## Reading text
○ ○ ○ ○ ○ ○ ○
Neural networks today are often trained across multiple GPUs or even multiple systems, each with multiple GPUs. There are two main categories of techniques for doing this: synchronous and asynchronous. Synchronous techniques rely on keeping the parameters on all instances of the model synchronized, usually by making sure all instances of the model have the same copy of the gradients before taking an optimization step. The Message Passing Interface (MPI) primitive usually used to perform this operation is called All-Reduce. There are many ways to implement All-Reduce based on the number of ranks, the size of the data, and the topology of the network. This benchmark places no constraints on the implementation other than that it should be deterministic. Asynchronous methods are quite varied and in this version of the benchmark we will not be attempting to test these methods.
In order to evaluate All-Reduce, we use the following libraries and benchmarks:
The NCCL library can be build without MPI (for single node) and with MPI (for multinode) as shown in https://github.com/NVIDIA/nccl-tests. We therefore have two versions of NCCL for the single node in the experiments. For multinode experiments, we use only NCCL with MPI, the benchmark from OSU, and Baidu's Allreduce implementation. We report the shortest latency achieved from all implementations for each configuration.
Intel(R) Machine Learning Scaling Library (Intel(R) MLSL) is a library providing an efficient implementation of communication patterns used in deep learning. In order to evaluate All-Reduce performance, we use All-Reduce benchmark from OSU.
Each node has two CPU sockets (dual root topology), and each socket has a PCIe root complex. For each socket there are two PLX switches that are each connected to the CPU socket via 16 lanes of PCIe v3. There are two GPUs on each PLX switch. All pairs of GPUs communicate simultaneously over 16 lanes of PCIe v3. The two CPU sockets are connected via Intel QPI. The interconnect across nodes is InfiniBand FDR. The figure below shows a schematic diagram of one our nodes, where all devices connected by the same PCI root complex are encapsulated in a dotted box. In our experiments, P100, TitanX Maxwell and M40 were such systems.
Each node has one CPU socket (single root topology) with two PLX switches, each switch are connected to 5 GPUs. The communication among the GPUs in the same PLX switch traverses through the PLX switch only, whereas the communication to any GPU connected to the other PLX switch requires traversal both PLX switches along with the connecting PCIe bridge. In our experiments, TitanX Pascal, and 1080Ti were such systems.
The blocking All-Reduce latency is measured on Intel Xeon Phi processor 7250 on Intel’s internal Endeavor cluster with Intel® Omni-Path Architecture (Intel® OPA) series 100 fabric with fat-tree topology, using Intel MPI 2017 Update 3 and Intel MLSL 2017 Update 2 Preview.
The training benchmark includes support for all the operations discussed
above. The DeepBenchKernels_train.xlsx
file contains the entire list of
kernels for the training benchmark.
○ ○ ○ ○ ○ ○ ○
## Rows
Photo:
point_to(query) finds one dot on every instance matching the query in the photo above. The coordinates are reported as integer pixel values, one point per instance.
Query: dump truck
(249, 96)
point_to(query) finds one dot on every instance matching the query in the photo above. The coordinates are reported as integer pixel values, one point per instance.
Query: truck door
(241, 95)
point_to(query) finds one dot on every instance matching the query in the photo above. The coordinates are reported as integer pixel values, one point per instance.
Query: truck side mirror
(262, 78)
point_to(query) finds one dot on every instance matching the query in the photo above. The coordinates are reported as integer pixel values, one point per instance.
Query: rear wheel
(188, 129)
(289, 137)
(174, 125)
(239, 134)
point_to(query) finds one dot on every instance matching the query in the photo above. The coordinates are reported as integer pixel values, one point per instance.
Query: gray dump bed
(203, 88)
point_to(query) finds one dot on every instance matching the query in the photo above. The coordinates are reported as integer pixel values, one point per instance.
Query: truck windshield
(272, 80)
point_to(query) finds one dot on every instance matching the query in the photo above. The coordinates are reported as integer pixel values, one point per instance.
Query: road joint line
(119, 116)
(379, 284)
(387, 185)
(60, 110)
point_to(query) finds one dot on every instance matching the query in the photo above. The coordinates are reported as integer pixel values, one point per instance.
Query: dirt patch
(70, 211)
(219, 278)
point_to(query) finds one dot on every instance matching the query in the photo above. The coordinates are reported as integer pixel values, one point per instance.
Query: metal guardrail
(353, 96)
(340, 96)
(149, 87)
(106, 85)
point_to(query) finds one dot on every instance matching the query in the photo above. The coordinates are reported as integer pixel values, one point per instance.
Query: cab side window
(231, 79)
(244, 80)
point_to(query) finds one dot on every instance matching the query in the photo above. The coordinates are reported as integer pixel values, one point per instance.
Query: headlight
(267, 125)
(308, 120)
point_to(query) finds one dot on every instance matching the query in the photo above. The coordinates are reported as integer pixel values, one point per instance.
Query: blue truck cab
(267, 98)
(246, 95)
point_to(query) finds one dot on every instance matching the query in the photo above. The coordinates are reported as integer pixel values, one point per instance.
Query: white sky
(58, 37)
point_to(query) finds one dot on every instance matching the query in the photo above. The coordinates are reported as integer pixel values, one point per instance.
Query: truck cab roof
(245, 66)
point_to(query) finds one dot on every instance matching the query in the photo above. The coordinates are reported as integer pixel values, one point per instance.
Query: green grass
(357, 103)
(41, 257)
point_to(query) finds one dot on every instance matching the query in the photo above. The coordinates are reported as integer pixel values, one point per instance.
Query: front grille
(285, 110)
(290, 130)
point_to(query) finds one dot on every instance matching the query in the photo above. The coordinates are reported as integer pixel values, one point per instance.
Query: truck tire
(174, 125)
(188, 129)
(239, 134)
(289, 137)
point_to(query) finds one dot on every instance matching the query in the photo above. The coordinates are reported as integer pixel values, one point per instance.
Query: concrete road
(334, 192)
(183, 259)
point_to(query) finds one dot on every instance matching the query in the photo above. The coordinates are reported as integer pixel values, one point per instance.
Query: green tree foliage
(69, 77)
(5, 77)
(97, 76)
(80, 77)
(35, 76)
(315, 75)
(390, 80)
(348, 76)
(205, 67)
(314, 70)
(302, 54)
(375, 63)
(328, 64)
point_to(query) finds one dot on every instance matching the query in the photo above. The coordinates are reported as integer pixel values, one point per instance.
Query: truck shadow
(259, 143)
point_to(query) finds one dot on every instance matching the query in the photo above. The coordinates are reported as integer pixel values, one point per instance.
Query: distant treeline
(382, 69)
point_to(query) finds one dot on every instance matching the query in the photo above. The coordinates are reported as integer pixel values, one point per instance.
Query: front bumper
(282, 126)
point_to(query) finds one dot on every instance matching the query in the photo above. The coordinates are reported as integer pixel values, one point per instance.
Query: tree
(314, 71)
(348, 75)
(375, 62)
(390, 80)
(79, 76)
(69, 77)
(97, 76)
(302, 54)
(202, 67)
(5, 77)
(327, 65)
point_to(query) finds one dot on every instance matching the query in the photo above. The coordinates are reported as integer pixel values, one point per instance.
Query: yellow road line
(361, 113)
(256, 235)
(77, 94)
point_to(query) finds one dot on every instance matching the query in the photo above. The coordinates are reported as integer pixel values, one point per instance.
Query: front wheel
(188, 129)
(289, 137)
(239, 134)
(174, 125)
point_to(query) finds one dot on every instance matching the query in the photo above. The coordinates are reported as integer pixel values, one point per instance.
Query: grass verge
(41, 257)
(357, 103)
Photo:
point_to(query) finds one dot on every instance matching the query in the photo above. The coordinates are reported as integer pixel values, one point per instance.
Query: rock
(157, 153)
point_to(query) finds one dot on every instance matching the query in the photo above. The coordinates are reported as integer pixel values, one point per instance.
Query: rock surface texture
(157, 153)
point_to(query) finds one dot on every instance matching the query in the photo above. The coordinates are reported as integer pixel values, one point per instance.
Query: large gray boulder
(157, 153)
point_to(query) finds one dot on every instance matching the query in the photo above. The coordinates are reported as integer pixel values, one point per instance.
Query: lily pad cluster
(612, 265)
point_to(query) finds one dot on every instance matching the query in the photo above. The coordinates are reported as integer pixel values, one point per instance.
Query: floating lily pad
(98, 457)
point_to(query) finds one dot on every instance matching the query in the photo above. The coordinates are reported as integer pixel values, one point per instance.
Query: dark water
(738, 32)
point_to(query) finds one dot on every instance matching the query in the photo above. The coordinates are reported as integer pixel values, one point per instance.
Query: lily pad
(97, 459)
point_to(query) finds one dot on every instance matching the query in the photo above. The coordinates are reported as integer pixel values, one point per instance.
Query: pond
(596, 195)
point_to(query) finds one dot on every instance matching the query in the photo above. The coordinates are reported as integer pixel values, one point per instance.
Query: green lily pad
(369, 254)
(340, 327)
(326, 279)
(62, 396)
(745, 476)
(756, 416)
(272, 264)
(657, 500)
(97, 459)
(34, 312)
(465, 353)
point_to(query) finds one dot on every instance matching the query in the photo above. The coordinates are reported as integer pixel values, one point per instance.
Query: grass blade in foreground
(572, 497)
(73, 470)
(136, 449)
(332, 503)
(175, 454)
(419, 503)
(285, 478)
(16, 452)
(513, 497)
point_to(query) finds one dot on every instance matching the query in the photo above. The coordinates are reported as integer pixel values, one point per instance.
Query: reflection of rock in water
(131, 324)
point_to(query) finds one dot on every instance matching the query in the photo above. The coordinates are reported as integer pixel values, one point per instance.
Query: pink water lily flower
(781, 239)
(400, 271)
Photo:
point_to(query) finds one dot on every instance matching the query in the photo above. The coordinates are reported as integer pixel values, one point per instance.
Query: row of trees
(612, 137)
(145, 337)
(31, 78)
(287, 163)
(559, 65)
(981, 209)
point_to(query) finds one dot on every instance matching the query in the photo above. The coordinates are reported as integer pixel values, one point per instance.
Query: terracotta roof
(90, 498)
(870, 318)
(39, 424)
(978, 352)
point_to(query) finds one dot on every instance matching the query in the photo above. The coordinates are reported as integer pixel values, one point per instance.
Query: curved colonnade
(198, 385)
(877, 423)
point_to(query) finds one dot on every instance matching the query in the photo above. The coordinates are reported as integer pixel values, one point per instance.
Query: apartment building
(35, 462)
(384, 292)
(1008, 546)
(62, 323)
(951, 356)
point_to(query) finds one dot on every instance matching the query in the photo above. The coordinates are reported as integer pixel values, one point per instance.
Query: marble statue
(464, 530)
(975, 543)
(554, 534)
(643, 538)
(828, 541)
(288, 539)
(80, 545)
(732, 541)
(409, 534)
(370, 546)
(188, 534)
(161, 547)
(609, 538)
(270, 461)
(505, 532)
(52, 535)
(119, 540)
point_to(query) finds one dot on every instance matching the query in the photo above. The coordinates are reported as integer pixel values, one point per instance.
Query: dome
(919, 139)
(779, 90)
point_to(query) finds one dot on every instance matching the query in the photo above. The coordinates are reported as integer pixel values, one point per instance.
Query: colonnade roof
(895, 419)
○ ○ ○ ○ ○ ○ ○
## Complete the following
[a] Transcribe the stretch of the All-Reduce passage from "Neural networks today" through "test these methods.".
[b] Summarize the All-Reduce passage in three sentences.
The items play no part in the work here.

## Responses
[a]
Neural networks today are often trained across multiple GPUs or even multiple systems, each with multiple GPUs. There are two main categories of techniques for doing this: synchronous and asynchronous. Synchronous techniques rely on keeping the parameters on all instances of the model synchronized, usually by making sure all instances of the model have the same copy of the gradients before taking an optimization step. The Message Passing Interface (MPI) primitive usually used to perform this operation is called All-Reduce. There are many ways to implement All-Reduce based on the number of ranks, the size of the data, and the topology of the network. This benchmark places no constraints on the implementation other than that it should be deterministic. Asynchronous methods are quite varied and in this version of the benchmark we will not be attempting to test these methods.

[b] Neural networks are often trained across multiple GPUs or systems, and synchronous techniques keep the model instances' parameters in sync, usually through the All-Reduce operation; asynchronous methods are not tested in this version of the benchmark. All-Reduce is evaluated with NCCL, the OSU benchmark, Baidu's Allreduce implementation, and Intel MLSL, with the shortest latency from all implementations reported for each configuration. The tests run on nodes with either a dual root or a single root topology, and on Intel Xeon Phi processors on Intel's Endeavor cluster.